(Dataset entries)

▬▬▬▬▬▬▬▬▬▬

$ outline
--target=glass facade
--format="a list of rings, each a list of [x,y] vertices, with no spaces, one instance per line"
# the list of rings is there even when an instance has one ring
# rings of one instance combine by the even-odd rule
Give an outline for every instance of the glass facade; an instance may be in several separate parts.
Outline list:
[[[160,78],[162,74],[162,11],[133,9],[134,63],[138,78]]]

▬▬▬▬▬▬▬▬▬▬

- [WHAT YOU WILL DO]
For each record above, print an exact copy.

- [RESULT OF THE EXERCISE]
$ outline
--target=glass facade
--format="a list of rings, each a list of [x,y] vertices, with no spaces, one instance per line"
# the list of rings is there even when an instance has one ring
# rings of one instance combine by the even-odd rule
Give an outline for every instance of the glass facade; an instance may be in several separate parts.
Outline list:
[[[160,78],[162,74],[162,11],[133,9],[134,63],[138,78]]]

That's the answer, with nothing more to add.